**What to do**
Reproduce word for word the passage of the article about Liberty buying French steel plants, starting with "They have now" and going on through "nationally important assets.".

Sanjeev Gupta's Liberty snaps up French steel plants

Ascoval steel plant 
Ascoval steel plant

Metals tycoon Sanjeev Gupta is snapping up a former British Steel plant in France after it was left out of a previous rescue deal.

Mr Gupta's conglomerate Liberty Steel has been given permission by Paris to buy the Hayange factory, which was part of British Steel when the business collapsed into insolvency last year.

British Steel was bankrolled by the taxpayer to the tune of £1m a day before the bulk of it was purchased by Chinese company Jingye in the spring.

However, the French authorities refused to allow a Chinese buyer to take control of Hayange because it is a strategically important facility and a key supplier of the nation's train network.

They have now allowed British billionaire Mr Gupta to buy the operation instead. Liberty was also in the running for the main British Steel business before losing out to Jingye.

The deal is a coup for the 49-year-old entrepreneur. The Hayange site in north east France was seen as the crown jewel of British Steel and was one of its most profitable operations.

A French court rejected Jingye’s bid for Hayange, which produces more than 300,000 tonnes of rail parts annually and has 470 staff, in July due to concerns about Chinese companies taking on nationally important assets.

Entrepreneur Sanjeev Gupta
Entrepreneur Sanjeev Gupta

Liberty is also buying the Ascoval steelworks in Saint-Saulve in northern France from turnaround fund Greybull, which owned British Steel when it collapsed. Ascoval was separate from the British Steel business, meaning the fund founded by the French Meyohas brothers retained control of it despite the larger operation’s implosion.

Ascoval has the capacity to produce 600,000 tonnes of steel annually from recycled scrap and its output is used to supply Hayange.

Liberty refused to say how much it will pay for the plants, or how the business is funding the purchase, though it is understood part of the money will come from debt. The deal includes a €65m (£58.5m) cash injection into the facilities.

Mr Gupta said the deal was a landmark moment for the two plants after long-running uncertainty.

He added: “We have been interested in both of these sites for many years and have always believed that their futures were interlinked.”

Liberty has been a rare bright spot in the UK's once-mighty steel industry. Mr Gupta has been on a multi-billion-pound spending spree over the last few years, buying distressed industrial assets around the world, and is now one of the biggest players outside China.

His ability to make previously struggling assets work has sparked questions over his empire's finances, but Mr Gupta has repeatedly dismissed these concerns as “ridiculous”.

The tycoon announced a consolidation of the disparate businesses in October, with a pledge to produce a single set of accounts the following summer that he said would silence critics.

These have yet to have been produced, with the pandemic blamed for the delay.

**Source data**
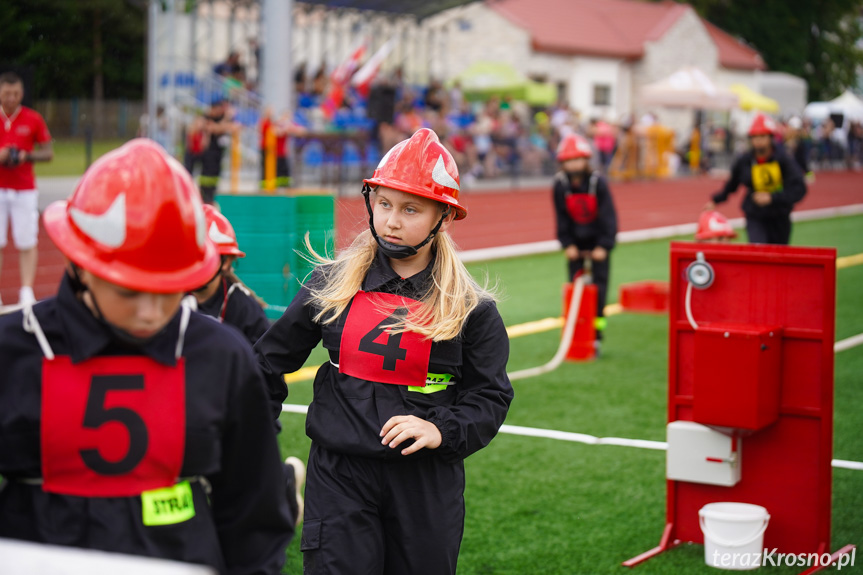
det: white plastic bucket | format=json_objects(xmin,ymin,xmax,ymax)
[{"xmin": 698, "ymin": 502, "xmax": 770, "ymax": 571}]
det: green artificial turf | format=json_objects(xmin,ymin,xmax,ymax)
[{"xmin": 280, "ymin": 216, "xmax": 863, "ymax": 575}]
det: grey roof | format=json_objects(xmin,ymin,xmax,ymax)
[{"xmin": 298, "ymin": 0, "xmax": 477, "ymax": 20}]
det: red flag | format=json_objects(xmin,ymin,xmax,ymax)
[
  {"xmin": 351, "ymin": 38, "xmax": 396, "ymax": 97},
  {"xmin": 321, "ymin": 41, "xmax": 366, "ymax": 120}
]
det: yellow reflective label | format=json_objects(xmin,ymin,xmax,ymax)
[
  {"xmin": 141, "ymin": 481, "xmax": 195, "ymax": 525},
  {"xmin": 408, "ymin": 373, "xmax": 452, "ymax": 394},
  {"xmin": 752, "ymin": 162, "xmax": 782, "ymax": 194}
]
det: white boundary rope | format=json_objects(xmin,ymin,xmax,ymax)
[{"xmin": 282, "ymin": 403, "xmax": 863, "ymax": 471}]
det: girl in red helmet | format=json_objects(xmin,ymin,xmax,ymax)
[
  {"xmin": 0, "ymin": 140, "xmax": 293, "ymax": 573},
  {"xmin": 704, "ymin": 114, "xmax": 806, "ymax": 244},
  {"xmin": 192, "ymin": 204, "xmax": 270, "ymax": 345},
  {"xmin": 552, "ymin": 134, "xmax": 617, "ymax": 354},
  {"xmin": 255, "ymin": 129, "xmax": 513, "ymax": 575}
]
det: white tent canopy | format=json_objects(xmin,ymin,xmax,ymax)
[
  {"xmin": 640, "ymin": 67, "xmax": 738, "ymax": 110},
  {"xmin": 803, "ymin": 90, "xmax": 863, "ymax": 122}
]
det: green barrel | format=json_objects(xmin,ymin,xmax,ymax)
[{"xmin": 218, "ymin": 192, "xmax": 335, "ymax": 319}]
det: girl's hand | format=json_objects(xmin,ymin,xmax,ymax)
[
  {"xmin": 590, "ymin": 246, "xmax": 608, "ymax": 262},
  {"xmin": 752, "ymin": 192, "xmax": 773, "ymax": 207},
  {"xmin": 381, "ymin": 415, "xmax": 441, "ymax": 455}
]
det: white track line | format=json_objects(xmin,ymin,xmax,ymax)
[
  {"xmin": 282, "ymin": 403, "xmax": 863, "ymax": 471},
  {"xmin": 459, "ymin": 204, "xmax": 863, "ymax": 262},
  {"xmin": 833, "ymin": 333, "xmax": 863, "ymax": 353}
]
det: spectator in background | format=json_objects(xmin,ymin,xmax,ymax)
[
  {"xmin": 138, "ymin": 104, "xmax": 172, "ymax": 154},
  {"xmin": 587, "ymin": 118, "xmax": 617, "ymax": 175},
  {"xmin": 0, "ymin": 72, "xmax": 54, "ymax": 305},
  {"xmin": 785, "ymin": 116, "xmax": 812, "ymax": 179},
  {"xmin": 425, "ymin": 80, "xmax": 446, "ymax": 113},
  {"xmin": 449, "ymin": 80, "xmax": 465, "ymax": 111},
  {"xmin": 847, "ymin": 121, "xmax": 863, "ymax": 170},
  {"xmin": 200, "ymin": 98, "xmax": 237, "ymax": 204},
  {"xmin": 260, "ymin": 108, "xmax": 306, "ymax": 188},
  {"xmin": 213, "ymin": 50, "xmax": 244, "ymax": 77},
  {"xmin": 183, "ymin": 114, "xmax": 210, "ymax": 176}
]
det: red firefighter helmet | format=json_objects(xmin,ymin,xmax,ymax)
[
  {"xmin": 747, "ymin": 114, "xmax": 776, "ymax": 136},
  {"xmin": 43, "ymin": 139, "xmax": 219, "ymax": 293},
  {"xmin": 363, "ymin": 128, "xmax": 467, "ymax": 220},
  {"xmin": 557, "ymin": 134, "xmax": 593, "ymax": 162},
  {"xmin": 204, "ymin": 204, "xmax": 246, "ymax": 258},
  {"xmin": 695, "ymin": 210, "xmax": 737, "ymax": 240}
]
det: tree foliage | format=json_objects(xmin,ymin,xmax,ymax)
[
  {"xmin": 689, "ymin": 0, "xmax": 863, "ymax": 100},
  {"xmin": 0, "ymin": 0, "xmax": 147, "ymax": 99}
]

**Result**
They have now allowed British billionaire Mr Gupta to buy the operation instead. Liberty was also in the running for the main British Steel business before losing out to Jingye.

The deal is a coup for the 49-year-old entrepreneur. The Hayange site in north east France was seen as the crown jewel of British Steel and was one of its most profitable operations.

A French court rejected Jingye’s bid for Hayange, which produces more than 300,000 tonnes of rail parts annually and has 470 staff, in July due to concerns about Chinese companies taking on nationally important assets.